#### [Given exercise]
Would you print, word for word, the passage of the birthday post to Oscar from "It’s nice to" up to and including "face was heartbreaking."?

#### [Excerpt to read]
Oscar, I am sorry we couldn’t keep you for longer. We tried so hard. You worked your ass off. I always believed in you, and I always will.

 

It’s nice to tell the stories of your many talents and achievements, of your good looks and charm, of your loving spirit and the joy you brought into every room. But just as important, if not more, is the story of how hard you tried, in the face of racism and violence and a world that didn’t provide for you as you deserved, as every child deserves. Even though we tried. We must ask ourselves, how can we do better? How can we better love the children, the people, with us now?

 

There is a story I was told by someone who loves you. They saw you being arrested, for stealing a 99-cent iced tea. You were handcuffed and being put into a police car, and the shame on your face was heartbreaking.

 

You stood so tall when I visited you in the boy’s camp, run like a prison. There was not a white boy to be seen. You were allowed one short call per week that I had to split with your dad (is there no end to the systems that don’t get divorce?). They severely restricted what I could send, especially pictures(!!). Still, you thrived by their measures, you rocked your dawn calisthenics and bulked up, made friends, wrote your lyrics, and excelled under close watch, perfectly polite and respectful “Yes, sir,” loved by the authorities. They marched you boys around, uniformed, in a straight line, with your hands behind your back, chanting “we’re your family now.” It was horrifying.

 

When they threatened to send you back, something even I supported because I was desperate and did not know how to help you, you wrote the judge in fear of another absence of months: “I have missed family member birthdays, anniversaries, the birth of my cousins….” These systems isolate you, to break you, they break us apart.

 

All I have are memories and your words that you have left behind. Letters, lyrics, and in some the shame is too much for me to bear. “I understand that I have made many mistakes, but I was also doing some right…. I want to show my family I’m worth something... that I will grow up to be someone.” Oh my sweet baby. No child should ever feel their worth so low.

 

--->>That last line was for the people who are still here today. No child should ever feel their worth so low. NO SHAME. There is always another way. And if the damage is done, take ten times the effort and ten times the hours you spent on shame and spend it on LOVE. <---

 

Four years ago you had your last birthday. 17 years old. I mourn all the years you were robbed of, but I also grieve for you. The pain you experienced. I fear that as they were murdering you that you felt shame. Can you imagine?

 

It is your birthday, and a version of this post was all about you, Oscar. But it is also my birthday, because I was born along with you. I was 17 when you said hello from my belly. I was such a little girl who didn’t know anything. I had no idea about the kinds of choices I would face, or the fear and suffering that can come from loving someone so much and feeling so helpless in circumstances beyond my control. I did not know what shame had done to me, what impact it would have on me as a woman and mother, did not understand what was being done to you. I fought for you, I begged for help, but I wish I knew what I did now.

#### [Supplied material]
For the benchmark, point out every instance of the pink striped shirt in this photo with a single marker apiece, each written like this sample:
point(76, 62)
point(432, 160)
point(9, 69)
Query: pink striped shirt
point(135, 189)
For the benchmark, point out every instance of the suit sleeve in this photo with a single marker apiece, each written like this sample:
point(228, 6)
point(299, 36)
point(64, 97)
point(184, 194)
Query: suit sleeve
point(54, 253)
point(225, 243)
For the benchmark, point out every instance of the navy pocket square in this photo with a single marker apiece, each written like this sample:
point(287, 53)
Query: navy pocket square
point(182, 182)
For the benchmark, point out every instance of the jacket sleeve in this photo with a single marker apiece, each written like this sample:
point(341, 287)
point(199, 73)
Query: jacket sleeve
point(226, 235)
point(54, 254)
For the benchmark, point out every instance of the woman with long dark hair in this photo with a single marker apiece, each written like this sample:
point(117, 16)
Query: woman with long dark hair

#### [Exercise output]
It’s nice to tell the stories of your many talents and achievements, of your good looks and charm, of your loving spirit and the joy you brought into every room. But just as important, if not more, is the story of how hard you tried, in the face of racism and violence and a world that didn’t provide for you as you deserved, as every child deserves. Even though we tried. We must ask ourselves, how can we do better? How can we better love the children, the people, with us now?

 

There is a story I was told by someone who loves you. They saw you being arrested, for stealing a 99-cent iced tea. You were handcuffed and being put into a police car, and the shame on your face was heartbreaking.